• What is asked:
Repeat the listing in full, word for word.
"""
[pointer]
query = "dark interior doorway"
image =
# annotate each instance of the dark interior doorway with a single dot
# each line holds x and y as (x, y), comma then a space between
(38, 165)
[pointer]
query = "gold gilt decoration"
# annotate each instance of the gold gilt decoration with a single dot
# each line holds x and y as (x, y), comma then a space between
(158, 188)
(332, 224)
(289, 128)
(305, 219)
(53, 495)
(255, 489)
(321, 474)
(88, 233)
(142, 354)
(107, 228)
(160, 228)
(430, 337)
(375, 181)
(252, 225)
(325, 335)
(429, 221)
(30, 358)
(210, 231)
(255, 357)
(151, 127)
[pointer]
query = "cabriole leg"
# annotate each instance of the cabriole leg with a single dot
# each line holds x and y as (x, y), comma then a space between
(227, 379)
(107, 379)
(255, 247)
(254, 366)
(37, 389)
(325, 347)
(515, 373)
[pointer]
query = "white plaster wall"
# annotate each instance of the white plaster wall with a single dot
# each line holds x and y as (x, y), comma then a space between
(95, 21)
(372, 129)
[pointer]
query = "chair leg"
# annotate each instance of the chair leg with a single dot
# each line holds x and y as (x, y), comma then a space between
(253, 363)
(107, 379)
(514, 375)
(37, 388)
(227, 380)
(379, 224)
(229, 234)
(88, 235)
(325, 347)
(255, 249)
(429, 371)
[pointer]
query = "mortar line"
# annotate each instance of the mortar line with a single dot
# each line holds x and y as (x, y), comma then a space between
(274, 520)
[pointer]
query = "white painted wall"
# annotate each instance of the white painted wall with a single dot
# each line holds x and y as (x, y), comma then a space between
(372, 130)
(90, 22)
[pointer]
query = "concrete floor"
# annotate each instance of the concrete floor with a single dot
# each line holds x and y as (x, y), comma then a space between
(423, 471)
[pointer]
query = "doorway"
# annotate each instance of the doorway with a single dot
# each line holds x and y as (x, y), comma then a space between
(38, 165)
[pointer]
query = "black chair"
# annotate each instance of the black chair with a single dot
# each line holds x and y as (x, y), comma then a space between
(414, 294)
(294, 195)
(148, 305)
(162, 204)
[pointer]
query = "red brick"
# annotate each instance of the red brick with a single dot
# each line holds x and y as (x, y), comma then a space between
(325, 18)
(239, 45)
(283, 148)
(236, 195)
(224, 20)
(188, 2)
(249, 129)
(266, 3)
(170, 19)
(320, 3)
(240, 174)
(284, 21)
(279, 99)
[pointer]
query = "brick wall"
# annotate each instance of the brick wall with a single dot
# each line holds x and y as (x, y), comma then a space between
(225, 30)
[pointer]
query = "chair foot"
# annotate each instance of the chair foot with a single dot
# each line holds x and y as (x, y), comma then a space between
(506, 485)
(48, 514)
"""
• Expected output:
[pointer]
query = "dark interior doorway"
image =
# annotate each instance of the dark interior doorway with a single dot
# each line holds x and y as (x, y), comma then a space between
(38, 165)
[pointer]
query = "gold gilt decoration"
# annotate each instance of the gold gilt decoration with a single dot
# each line holds x and y as (x, y), comma then a space between
(158, 188)
(332, 224)
(289, 128)
(305, 219)
(53, 495)
(255, 489)
(321, 474)
(88, 233)
(142, 354)
(107, 228)
(160, 228)
(430, 337)
(375, 181)
(252, 225)
(325, 335)
(429, 221)
(30, 358)
(210, 231)
(255, 357)
(151, 127)
[pointer]
query = "cabriole leg"
# annotate each instance of the cabriole leg with a single dot
# each line holds x and y as (x, y), comma then a space between
(227, 379)
(107, 379)
(255, 247)
(254, 366)
(37, 389)
(325, 347)
(515, 373)
[pointer]
query = "white plaster wall"
# annotate each instance of the white plaster wall with a single dot
# each line holds x and y as (x, y), comma then a space between
(95, 21)
(372, 129)
[pointer]
query = "chair leg"
# annotate each instance of the chair leg with a single dot
# each line holds x and y as (x, y), comma then a space between
(253, 363)
(107, 379)
(514, 375)
(37, 388)
(227, 380)
(379, 224)
(229, 234)
(88, 235)
(325, 347)
(255, 249)
(429, 371)
[pointer]
query = "mortar line"
# annotate each instance of the mortar line with a single dot
# each line holds x and y as (x, y), comma then a space between
(274, 520)
[pointer]
query = "white painted wall"
# annotate each instance of the white painted wall with a single dot
# each line holds x and y as (x, y), comma then a space between
(372, 130)
(90, 22)
[pointer]
query = "concrete floor"
# annotate each instance of the concrete floor with a single dot
# each line holds x and y as (x, y), comma then a space between
(423, 471)
[pointer]
query = "doorway"
# annotate each instance of the doorway with a single dot
# each line holds x and y as (x, y), comma then a space between
(38, 165)
[pointer]
query = "black chair"
# annotate each instance of the black chair with a single dot
# each line holds x and y as (x, y), comma then a space between
(414, 294)
(294, 195)
(148, 305)
(162, 204)
[pointer]
query = "red brick"
# annotate each instance of the red brick with a single dot
# each line holds x and y as (x, y), comma then a space between
(325, 18)
(239, 45)
(283, 148)
(236, 195)
(224, 20)
(188, 2)
(249, 129)
(266, 3)
(170, 19)
(320, 3)
(240, 174)
(284, 21)
(279, 99)
[pointer]
query = "brick wall"
# annotate each instance of the brick wall with a single dot
# each line holds x and y as (x, y), comma then a space between
(225, 30)
[pointer]
query = "chair foot"
# annotate each instance of the chair foot with a single dot
# each line holds x and y as (x, y), comma then a space between
(506, 485)
(48, 514)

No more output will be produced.